Top of Supplied data

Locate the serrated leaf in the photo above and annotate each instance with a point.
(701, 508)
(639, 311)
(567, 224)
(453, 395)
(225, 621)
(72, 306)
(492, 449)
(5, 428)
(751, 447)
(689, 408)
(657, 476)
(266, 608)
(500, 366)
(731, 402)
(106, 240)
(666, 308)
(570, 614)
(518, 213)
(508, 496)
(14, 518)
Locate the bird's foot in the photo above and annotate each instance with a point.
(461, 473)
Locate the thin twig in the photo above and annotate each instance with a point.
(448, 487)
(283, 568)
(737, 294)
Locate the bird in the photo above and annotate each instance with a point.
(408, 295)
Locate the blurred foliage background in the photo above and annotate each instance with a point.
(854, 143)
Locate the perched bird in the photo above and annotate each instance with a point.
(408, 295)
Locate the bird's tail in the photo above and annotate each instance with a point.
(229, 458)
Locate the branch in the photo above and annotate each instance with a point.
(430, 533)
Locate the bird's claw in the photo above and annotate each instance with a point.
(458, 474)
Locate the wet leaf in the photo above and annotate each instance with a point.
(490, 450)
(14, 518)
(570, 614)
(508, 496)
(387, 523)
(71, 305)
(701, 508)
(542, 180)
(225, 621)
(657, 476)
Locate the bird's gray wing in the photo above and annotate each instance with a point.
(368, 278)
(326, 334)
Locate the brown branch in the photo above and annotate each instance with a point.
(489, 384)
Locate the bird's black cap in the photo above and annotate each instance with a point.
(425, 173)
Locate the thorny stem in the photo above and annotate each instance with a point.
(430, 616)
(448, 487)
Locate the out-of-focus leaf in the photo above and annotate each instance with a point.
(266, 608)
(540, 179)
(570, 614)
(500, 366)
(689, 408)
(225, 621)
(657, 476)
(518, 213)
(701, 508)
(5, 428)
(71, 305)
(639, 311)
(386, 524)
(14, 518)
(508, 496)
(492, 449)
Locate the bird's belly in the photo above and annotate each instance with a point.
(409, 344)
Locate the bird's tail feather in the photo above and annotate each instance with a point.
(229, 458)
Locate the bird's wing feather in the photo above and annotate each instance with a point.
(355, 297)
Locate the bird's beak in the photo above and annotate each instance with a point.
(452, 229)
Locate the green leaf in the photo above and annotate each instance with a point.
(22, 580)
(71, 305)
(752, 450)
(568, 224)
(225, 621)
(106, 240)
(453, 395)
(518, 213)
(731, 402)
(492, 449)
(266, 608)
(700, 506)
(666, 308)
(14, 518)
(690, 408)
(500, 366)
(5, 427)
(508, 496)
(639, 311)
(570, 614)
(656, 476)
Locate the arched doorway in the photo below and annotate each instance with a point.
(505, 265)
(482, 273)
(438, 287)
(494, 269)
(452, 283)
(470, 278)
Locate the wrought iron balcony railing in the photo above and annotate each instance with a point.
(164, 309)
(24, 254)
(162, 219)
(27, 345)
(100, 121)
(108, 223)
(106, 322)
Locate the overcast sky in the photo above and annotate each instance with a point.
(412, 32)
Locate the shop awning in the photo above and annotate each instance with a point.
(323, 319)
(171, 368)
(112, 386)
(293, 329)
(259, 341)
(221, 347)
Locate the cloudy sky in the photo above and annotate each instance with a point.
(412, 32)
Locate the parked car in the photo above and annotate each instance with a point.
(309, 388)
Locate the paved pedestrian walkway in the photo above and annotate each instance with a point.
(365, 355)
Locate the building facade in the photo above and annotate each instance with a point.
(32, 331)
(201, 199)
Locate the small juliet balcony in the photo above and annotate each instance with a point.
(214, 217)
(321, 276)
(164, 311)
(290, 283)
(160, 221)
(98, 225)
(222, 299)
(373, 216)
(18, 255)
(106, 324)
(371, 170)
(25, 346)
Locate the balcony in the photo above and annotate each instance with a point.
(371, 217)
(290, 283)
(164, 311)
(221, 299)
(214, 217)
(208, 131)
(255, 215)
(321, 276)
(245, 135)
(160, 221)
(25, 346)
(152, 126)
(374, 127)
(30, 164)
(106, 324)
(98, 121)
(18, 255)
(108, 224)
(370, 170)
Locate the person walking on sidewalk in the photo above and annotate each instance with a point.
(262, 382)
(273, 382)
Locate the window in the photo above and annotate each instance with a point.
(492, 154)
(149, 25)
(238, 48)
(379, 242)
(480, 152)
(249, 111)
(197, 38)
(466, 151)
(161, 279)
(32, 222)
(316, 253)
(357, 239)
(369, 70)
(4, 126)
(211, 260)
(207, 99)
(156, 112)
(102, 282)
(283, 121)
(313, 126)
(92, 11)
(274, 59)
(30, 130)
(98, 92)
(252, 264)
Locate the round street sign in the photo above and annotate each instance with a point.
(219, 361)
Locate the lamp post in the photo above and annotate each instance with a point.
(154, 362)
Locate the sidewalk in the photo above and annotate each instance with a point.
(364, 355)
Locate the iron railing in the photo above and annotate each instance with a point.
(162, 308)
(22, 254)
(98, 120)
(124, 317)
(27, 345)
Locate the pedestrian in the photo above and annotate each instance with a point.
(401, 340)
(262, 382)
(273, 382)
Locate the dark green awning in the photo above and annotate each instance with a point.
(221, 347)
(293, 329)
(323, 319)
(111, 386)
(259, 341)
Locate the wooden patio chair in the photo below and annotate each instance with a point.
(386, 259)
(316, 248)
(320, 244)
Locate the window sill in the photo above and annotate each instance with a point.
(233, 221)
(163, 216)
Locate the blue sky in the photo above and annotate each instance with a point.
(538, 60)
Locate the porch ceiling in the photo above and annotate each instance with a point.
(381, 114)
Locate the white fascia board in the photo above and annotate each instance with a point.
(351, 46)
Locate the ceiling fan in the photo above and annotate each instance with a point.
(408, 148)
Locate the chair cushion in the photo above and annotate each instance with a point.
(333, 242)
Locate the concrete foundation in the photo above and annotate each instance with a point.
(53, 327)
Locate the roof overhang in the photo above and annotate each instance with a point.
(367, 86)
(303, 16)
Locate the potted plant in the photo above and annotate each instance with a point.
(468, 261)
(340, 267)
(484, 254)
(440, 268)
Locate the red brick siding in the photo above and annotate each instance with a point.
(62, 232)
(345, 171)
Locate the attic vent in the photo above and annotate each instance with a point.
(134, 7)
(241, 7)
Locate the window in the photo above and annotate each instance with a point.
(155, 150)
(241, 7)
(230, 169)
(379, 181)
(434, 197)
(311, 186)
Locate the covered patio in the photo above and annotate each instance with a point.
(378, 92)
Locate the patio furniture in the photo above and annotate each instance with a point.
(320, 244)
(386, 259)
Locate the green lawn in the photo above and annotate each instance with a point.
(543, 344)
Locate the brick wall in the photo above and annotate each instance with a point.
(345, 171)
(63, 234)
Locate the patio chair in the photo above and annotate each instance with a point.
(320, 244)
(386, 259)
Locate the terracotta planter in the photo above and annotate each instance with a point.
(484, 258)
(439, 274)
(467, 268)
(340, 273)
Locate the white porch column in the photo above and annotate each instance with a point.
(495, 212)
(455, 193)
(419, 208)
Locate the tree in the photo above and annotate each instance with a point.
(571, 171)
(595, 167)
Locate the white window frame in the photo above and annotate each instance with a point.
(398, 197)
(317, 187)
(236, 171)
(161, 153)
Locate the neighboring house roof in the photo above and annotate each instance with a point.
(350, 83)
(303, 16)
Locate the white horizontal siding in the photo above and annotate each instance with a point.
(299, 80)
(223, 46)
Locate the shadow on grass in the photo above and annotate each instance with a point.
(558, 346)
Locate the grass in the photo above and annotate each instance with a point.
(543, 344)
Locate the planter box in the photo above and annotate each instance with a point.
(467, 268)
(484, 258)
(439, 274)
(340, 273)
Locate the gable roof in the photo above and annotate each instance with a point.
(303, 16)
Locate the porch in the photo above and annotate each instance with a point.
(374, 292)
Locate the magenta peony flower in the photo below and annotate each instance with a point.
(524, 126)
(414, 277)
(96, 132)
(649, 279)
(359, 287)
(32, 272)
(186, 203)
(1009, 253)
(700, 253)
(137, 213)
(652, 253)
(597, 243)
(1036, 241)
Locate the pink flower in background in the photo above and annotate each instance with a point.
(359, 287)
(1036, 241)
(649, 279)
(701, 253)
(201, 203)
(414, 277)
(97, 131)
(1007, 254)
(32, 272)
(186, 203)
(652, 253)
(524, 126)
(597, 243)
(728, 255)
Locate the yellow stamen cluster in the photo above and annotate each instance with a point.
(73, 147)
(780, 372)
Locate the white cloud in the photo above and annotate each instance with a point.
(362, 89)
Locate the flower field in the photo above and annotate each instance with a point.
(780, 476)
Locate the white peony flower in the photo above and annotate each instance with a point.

Bottom of Supplied data

Would you restate word for word every line from the one holding "Locate the shadow" to the end of the entries, both ends included?

### Answer space
Locate the shadow on grass in the photo above and annotate each instance with a point.
(558, 346)
Locate the grass in the photo above and annotate each instance with a point.
(543, 344)
Locate the planter box in the photo above and annotate each instance with a point.
(467, 268)
(484, 258)
(439, 274)
(340, 273)
Locate the gable roof in the photo above and annotate each instance with a point.
(303, 16)
Locate the porch in the photo above and annotate each instance with a point.
(374, 292)
Locate the magenta peony flower in the photo below and annotate each instance with a point.
(524, 126)
(414, 277)
(96, 132)
(649, 279)
(359, 287)
(32, 272)
(186, 203)
(1009, 253)
(700, 253)
(137, 213)
(652, 253)
(597, 243)
(1036, 241)
Locate the pink flower in background in the photo above and annotate each instance with a point.
(359, 287)
(1036, 241)
(649, 279)
(701, 253)
(201, 203)
(414, 277)
(97, 131)
(1007, 254)
(32, 272)
(186, 203)
(652, 253)
(524, 126)
(597, 243)
(728, 255)
Locate the yellow stamen cluster in the photo above and annotate each instance with a point.
(73, 147)
(780, 372)
Locate the white cloud in the photo above and annotate each instance with a point.
(362, 89)
Locate the flower field in the photo above and annotate each instance with a point.
(780, 476)
Locate the white peony flower in the photo above and annotate each instance with a point.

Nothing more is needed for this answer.